• _Challenge_:
Copy out the material below word for word, from the line containing "head in the image above." to the line containing "143;63;154;70", including both of those lines.
** Start of Given records **
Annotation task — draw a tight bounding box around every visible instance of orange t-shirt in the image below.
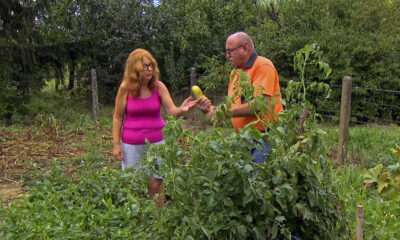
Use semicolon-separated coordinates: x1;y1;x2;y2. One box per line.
228;56;283;131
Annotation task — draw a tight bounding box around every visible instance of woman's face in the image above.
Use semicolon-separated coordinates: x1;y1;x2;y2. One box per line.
142;57;154;81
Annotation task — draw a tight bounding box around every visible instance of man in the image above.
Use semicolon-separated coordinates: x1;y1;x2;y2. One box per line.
197;32;283;163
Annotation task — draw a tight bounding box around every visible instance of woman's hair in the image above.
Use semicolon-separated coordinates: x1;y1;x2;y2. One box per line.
123;48;160;97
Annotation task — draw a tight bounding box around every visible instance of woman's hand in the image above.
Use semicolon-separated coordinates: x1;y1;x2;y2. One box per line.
113;144;124;161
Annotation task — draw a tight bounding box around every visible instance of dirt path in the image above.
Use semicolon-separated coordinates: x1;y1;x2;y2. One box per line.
0;128;99;205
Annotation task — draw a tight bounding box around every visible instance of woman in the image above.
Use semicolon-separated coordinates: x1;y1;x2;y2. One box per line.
113;49;196;207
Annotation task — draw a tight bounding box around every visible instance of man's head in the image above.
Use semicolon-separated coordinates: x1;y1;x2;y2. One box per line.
225;32;254;68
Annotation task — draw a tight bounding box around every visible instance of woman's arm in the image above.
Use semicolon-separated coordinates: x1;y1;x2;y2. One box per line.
112;84;128;161
157;81;197;118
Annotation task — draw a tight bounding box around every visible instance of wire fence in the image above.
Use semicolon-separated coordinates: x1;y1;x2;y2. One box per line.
190;74;400;126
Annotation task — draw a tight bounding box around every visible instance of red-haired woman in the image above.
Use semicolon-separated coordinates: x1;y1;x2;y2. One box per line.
113;49;196;207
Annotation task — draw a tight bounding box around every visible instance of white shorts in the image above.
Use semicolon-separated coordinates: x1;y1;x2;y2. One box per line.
121;140;165;179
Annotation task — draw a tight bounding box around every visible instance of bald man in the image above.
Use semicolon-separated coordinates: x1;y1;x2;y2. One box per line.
197;32;283;163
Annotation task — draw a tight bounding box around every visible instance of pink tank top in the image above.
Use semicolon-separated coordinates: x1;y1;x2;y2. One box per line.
121;88;165;145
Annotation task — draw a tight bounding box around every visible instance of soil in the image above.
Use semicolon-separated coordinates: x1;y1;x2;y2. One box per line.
0;128;111;206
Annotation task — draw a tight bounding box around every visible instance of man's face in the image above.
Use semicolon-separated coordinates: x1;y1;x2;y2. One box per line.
225;37;246;68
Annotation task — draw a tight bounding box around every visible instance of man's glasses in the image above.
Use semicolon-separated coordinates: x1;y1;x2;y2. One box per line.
226;44;243;54
143;63;154;70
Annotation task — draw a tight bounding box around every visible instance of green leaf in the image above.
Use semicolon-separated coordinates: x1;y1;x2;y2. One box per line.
364;164;383;183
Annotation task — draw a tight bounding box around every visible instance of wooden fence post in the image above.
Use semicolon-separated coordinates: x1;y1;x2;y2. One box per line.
356;205;364;240
337;76;353;164
91;68;99;122
188;67;198;121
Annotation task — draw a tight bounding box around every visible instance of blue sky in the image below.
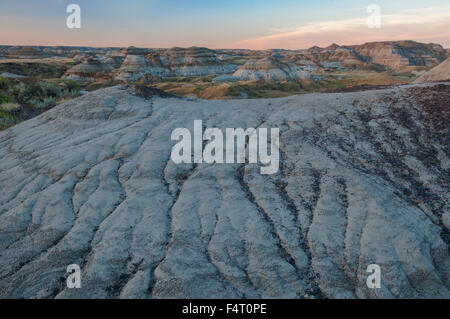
** End of Given records **
• _Worked answer_:
Annotation task — draw a tight bounding box around every visible instance of man's head in the image above.
Use semicolon-separated coordinates: x1;y1;x2;y2. One box per line.
225;32;254;68
Annotation task — draw a tight bounding box around every visible instance of woman's arm in the image above.
Use semicolon-separated coordinates: x1;y1;x2;y2. One box per line.
112;84;128;161
157;81;197;118
Annotation task — draw a tight bounding box around every visible instance of wire fence in the image above.
Use semicolon-separated coordinates: x1;y1;x2;y2. One box per line.
190;74;400;126
Annotation task — draw a tight bounding box around every visible instance of red-haired woman in the image above.
Use semicolon-separated coordinates: x1;y1;x2;y2. One box per line.
113;49;196;207
Annotation task — draw a tight bounding box around every visible instance of white shorts in the image above.
Use semicolon-separated coordinates: x1;y1;x2;y2. One box per line.
121;140;165;179
Annotation task — draw a tight bounding box around every visible instance of bald man in the image above.
Use semicolon-separated coordinates: x1;y1;x2;y2. One box per line.
197;32;283;163
Annotation task — draw a tight bounding box around every visible instance of pink tank top in the image above.
Use semicolon-separated coordinates: x1;y1;x2;y2. One box per line.
121;88;165;145
Annotation task — draw a tight bounding box around every visible instance of soil in the image above.
Use semicolon-separated coordinates: x1;y1;x2;y2. One box per line.
0;128;111;206
Annotation task — draw a tight bounding box around every visible instance of man's face in the image above.
Use semicolon-separated coordinates: x1;y1;x2;y2. One box per line.
225;37;246;68
Annotation task — draw a tight bounding box around every visible instance of man's glasses in the image above.
Use semicolon-separated coordinates: x1;y1;x2;y2. One box per line.
226;44;243;54
143;63;154;70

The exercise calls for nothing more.